### ASSIGNMENT
A word-for-word copy of the entries, with images excluded, is the expected answer.
─── LISTED RECORDS ───
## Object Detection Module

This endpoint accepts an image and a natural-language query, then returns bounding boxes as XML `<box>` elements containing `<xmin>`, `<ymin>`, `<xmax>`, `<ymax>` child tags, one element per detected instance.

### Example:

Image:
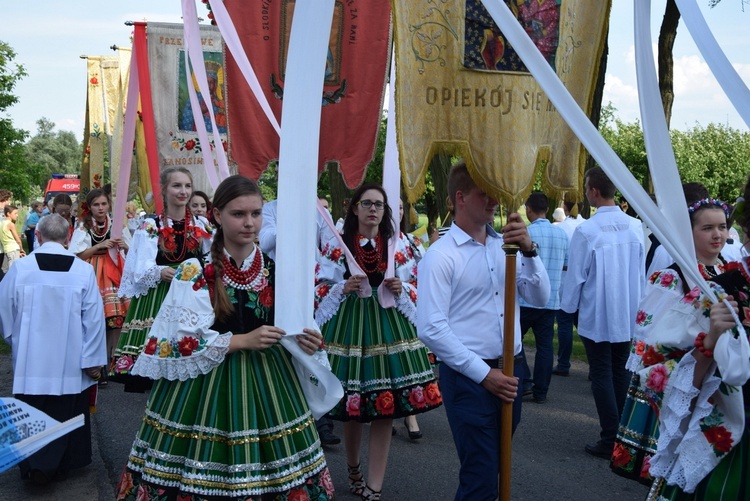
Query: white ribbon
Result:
<box><xmin>378</xmin><ymin>51</ymin><xmax>400</xmax><ymax>309</ymax></box>
<box><xmin>674</xmin><ymin>0</ymin><xmax>750</xmax><ymax>128</ymax></box>
<box><xmin>180</xmin><ymin>0</ymin><xmax>230</xmax><ymax>186</ymax></box>
<box><xmin>274</xmin><ymin>0</ymin><xmax>343</xmax><ymax>418</ymax></box>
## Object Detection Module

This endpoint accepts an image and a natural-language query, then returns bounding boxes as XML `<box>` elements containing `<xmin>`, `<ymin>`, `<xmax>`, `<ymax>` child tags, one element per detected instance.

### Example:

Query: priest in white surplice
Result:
<box><xmin>0</xmin><ymin>214</ymin><xmax>107</xmax><ymax>485</ymax></box>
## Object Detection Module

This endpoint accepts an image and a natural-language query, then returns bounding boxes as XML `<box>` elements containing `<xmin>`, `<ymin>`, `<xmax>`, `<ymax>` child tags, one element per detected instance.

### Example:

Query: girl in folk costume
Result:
<box><xmin>613</xmin><ymin>196</ymin><xmax>731</xmax><ymax>484</ymax></box>
<box><xmin>315</xmin><ymin>183</ymin><xmax>442</xmax><ymax>500</ymax></box>
<box><xmin>69</xmin><ymin>189</ymin><xmax>132</xmax><ymax>385</ymax></box>
<box><xmin>117</xmin><ymin>175</ymin><xmax>334</xmax><ymax>500</ymax></box>
<box><xmin>110</xmin><ymin>167</ymin><xmax>212</xmax><ymax>390</ymax></box>
<box><xmin>618</xmin><ymin>180</ymin><xmax>750</xmax><ymax>500</ymax></box>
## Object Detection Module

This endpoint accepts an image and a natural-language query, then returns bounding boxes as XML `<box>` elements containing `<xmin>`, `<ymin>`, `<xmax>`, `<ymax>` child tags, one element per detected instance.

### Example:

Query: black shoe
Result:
<box><xmin>552</xmin><ymin>368</ymin><xmax>570</xmax><ymax>377</ymax></box>
<box><xmin>532</xmin><ymin>395</ymin><xmax>547</xmax><ymax>404</ymax></box>
<box><xmin>25</xmin><ymin>469</ymin><xmax>52</xmax><ymax>486</ymax></box>
<box><xmin>585</xmin><ymin>441</ymin><xmax>613</xmax><ymax>460</ymax></box>
<box><xmin>404</xmin><ymin>418</ymin><xmax>423</xmax><ymax>440</ymax></box>
<box><xmin>522</xmin><ymin>387</ymin><xmax>533</xmax><ymax>397</ymax></box>
<box><xmin>392</xmin><ymin>426</ymin><xmax>397</xmax><ymax>436</ymax></box>
<box><xmin>319</xmin><ymin>429</ymin><xmax>341</xmax><ymax>446</ymax></box>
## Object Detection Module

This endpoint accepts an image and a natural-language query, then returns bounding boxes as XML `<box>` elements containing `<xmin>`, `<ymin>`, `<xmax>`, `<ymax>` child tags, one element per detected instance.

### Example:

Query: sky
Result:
<box><xmin>1</xmin><ymin>0</ymin><xmax>748</xmax><ymax>140</ymax></box>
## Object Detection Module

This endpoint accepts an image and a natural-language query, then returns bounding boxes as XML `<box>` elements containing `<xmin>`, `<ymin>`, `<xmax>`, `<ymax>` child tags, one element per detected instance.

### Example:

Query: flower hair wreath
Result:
<box><xmin>687</xmin><ymin>198</ymin><xmax>730</xmax><ymax>219</ymax></box>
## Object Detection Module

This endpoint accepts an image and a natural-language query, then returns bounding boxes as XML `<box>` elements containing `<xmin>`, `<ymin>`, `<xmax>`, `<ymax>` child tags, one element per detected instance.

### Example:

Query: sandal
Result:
<box><xmin>347</xmin><ymin>463</ymin><xmax>365</xmax><ymax>496</ymax></box>
<box><xmin>361</xmin><ymin>484</ymin><xmax>381</xmax><ymax>501</ymax></box>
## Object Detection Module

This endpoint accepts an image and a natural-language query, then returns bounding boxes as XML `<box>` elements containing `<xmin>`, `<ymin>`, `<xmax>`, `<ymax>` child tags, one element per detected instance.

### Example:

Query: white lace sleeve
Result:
<box><xmin>69</xmin><ymin>224</ymin><xmax>91</xmax><ymax>255</ymax></box>
<box><xmin>118</xmin><ymin>218</ymin><xmax>162</xmax><ymax>298</ymax></box>
<box><xmin>131</xmin><ymin>259</ymin><xmax>230</xmax><ymax>381</ymax></box>
<box><xmin>648</xmin><ymin>354</ymin><xmax>722</xmax><ymax>492</ymax></box>
<box><xmin>393</xmin><ymin>233</ymin><xmax>419</xmax><ymax>325</ymax></box>
<box><xmin>627</xmin><ymin>269</ymin><xmax>687</xmax><ymax>372</ymax></box>
<box><xmin>193</xmin><ymin>215</ymin><xmax>213</xmax><ymax>257</ymax></box>
<box><xmin>314</xmin><ymin>236</ymin><xmax>348</xmax><ymax>326</ymax></box>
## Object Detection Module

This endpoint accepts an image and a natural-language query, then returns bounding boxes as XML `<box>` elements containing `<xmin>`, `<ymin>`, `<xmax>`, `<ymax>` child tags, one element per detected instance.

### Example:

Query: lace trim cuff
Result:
───
### OUTPUT OF THE TASK
## Object Detection Module

This endpoint accepts an image and a natural-language query, then returns bounding boxes as XML `<box>` elements containing `<xmin>`, `<ymin>`, `<xmax>`, `<ymax>` child tags, one element per detected instance.

### Example:

Image:
Query: white ribbon
Result:
<box><xmin>378</xmin><ymin>51</ymin><xmax>400</xmax><ymax>309</ymax></box>
<box><xmin>674</xmin><ymin>0</ymin><xmax>750</xmax><ymax>128</ymax></box>
<box><xmin>180</xmin><ymin>0</ymin><xmax>230</xmax><ymax>186</ymax></box>
<box><xmin>274</xmin><ymin>0</ymin><xmax>343</xmax><ymax>418</ymax></box>
## Object Detection Module

This endpoint accepts an image and a natural-language query, then returns bounding boxes as XML `<box>` elements containing `<xmin>`, `<ymin>`, `<xmax>`, `<ymax>` child tags, one element per detected instance.

### Example:

Query: priest in white surplice
Result:
<box><xmin>0</xmin><ymin>214</ymin><xmax>107</xmax><ymax>485</ymax></box>
## Object Detection Module

This endpoint accepts an image and a natural-language query, then returns bounding boxes as XML `<box>` elements containing `<xmin>`, `<ymin>`, `<xmax>`, `<ymax>` child tags, one element per detected instance.

### Example:

Query: girl in folk costume
Result:
<box><xmin>613</xmin><ymin>196</ymin><xmax>731</xmax><ymax>484</ymax></box>
<box><xmin>315</xmin><ymin>183</ymin><xmax>442</xmax><ymax>500</ymax></box>
<box><xmin>69</xmin><ymin>189</ymin><xmax>132</xmax><ymax>385</ymax></box>
<box><xmin>117</xmin><ymin>175</ymin><xmax>334</xmax><ymax>500</ymax></box>
<box><xmin>110</xmin><ymin>167</ymin><xmax>212</xmax><ymax>390</ymax></box>
<box><xmin>618</xmin><ymin>180</ymin><xmax>750</xmax><ymax>500</ymax></box>
## Object Detection Module

This endpoint accepts an image and a natural-language query, then returns bounding boxes as XML `<box>` elements containing `<xmin>`, `<ymin>`, `<xmax>`, `<ymax>` child tags, one element per detected instance.

### Example:

Query: black shoe
Result:
<box><xmin>552</xmin><ymin>368</ymin><xmax>570</xmax><ymax>377</ymax></box>
<box><xmin>532</xmin><ymin>395</ymin><xmax>547</xmax><ymax>404</ymax></box>
<box><xmin>25</xmin><ymin>469</ymin><xmax>52</xmax><ymax>486</ymax></box>
<box><xmin>585</xmin><ymin>441</ymin><xmax>613</xmax><ymax>460</ymax></box>
<box><xmin>404</xmin><ymin>418</ymin><xmax>423</xmax><ymax>440</ymax></box>
<box><xmin>522</xmin><ymin>387</ymin><xmax>533</xmax><ymax>397</ymax></box>
<box><xmin>392</xmin><ymin>426</ymin><xmax>397</xmax><ymax>436</ymax></box>
<box><xmin>319</xmin><ymin>429</ymin><xmax>341</xmax><ymax>446</ymax></box>
## Object Detection Module

This endpoint accepts an image and a natural-language query, then returns bounding boxes as XML `<box>` elements containing `<xmin>`, `<ymin>`, `<xmax>`, `<ymax>` child tags, one element per detected instance.

### Example:

Query: sky
Result:
<box><xmin>1</xmin><ymin>0</ymin><xmax>748</xmax><ymax>140</ymax></box>
## Object Detection Module

This endpoint accepts an image and a natural-language query, then returns bounding boxes as XML `<box>` elements containing `<xmin>`, `<ymin>`, `<xmax>`, `<ymax>` child tags, one element per detected instance.

### Example:

Query: flower hair wreath
Result:
<box><xmin>687</xmin><ymin>198</ymin><xmax>730</xmax><ymax>219</ymax></box>
## Object Detection Module

This endpoint accepts an image and a natural-language query, then returns bounding boxes as XML `<box>` elements containing `<xmin>`, `<ymin>`, `<xmax>`, `<ymax>` child tags, one element per detected instance.

### Example:

Query: sandal
Result:
<box><xmin>347</xmin><ymin>463</ymin><xmax>365</xmax><ymax>496</ymax></box>
<box><xmin>361</xmin><ymin>484</ymin><xmax>381</xmax><ymax>501</ymax></box>
## Object Detection Module

This endpoint accepts an image and a natural-language query, then returns bounding boxes as XML `<box>` elements containing `<xmin>`, `<ymin>`, `<xmax>`, `<ymax>` child tags, one element per detected instance.

### Example:

Query: white lace sleeve
Result:
<box><xmin>69</xmin><ymin>224</ymin><xmax>91</xmax><ymax>255</ymax></box>
<box><xmin>118</xmin><ymin>218</ymin><xmax>162</xmax><ymax>298</ymax></box>
<box><xmin>131</xmin><ymin>259</ymin><xmax>230</xmax><ymax>381</ymax></box>
<box><xmin>648</xmin><ymin>354</ymin><xmax>722</xmax><ymax>492</ymax></box>
<box><xmin>393</xmin><ymin>233</ymin><xmax>419</xmax><ymax>325</ymax></box>
<box><xmin>627</xmin><ymin>269</ymin><xmax>687</xmax><ymax>372</ymax></box>
<box><xmin>193</xmin><ymin>215</ymin><xmax>213</xmax><ymax>257</ymax></box>
<box><xmin>314</xmin><ymin>236</ymin><xmax>348</xmax><ymax>326</ymax></box>
## Object Detection Module

This endpoint accepts an image and a natural-language query, then returns bounding boxes as XML `<box>` elements containing `<xmin>`, `<ymin>`, `<xmax>`, `<ymax>` child tags, one element per detected instance.

### Example:

Query: lace trim cuff
Result:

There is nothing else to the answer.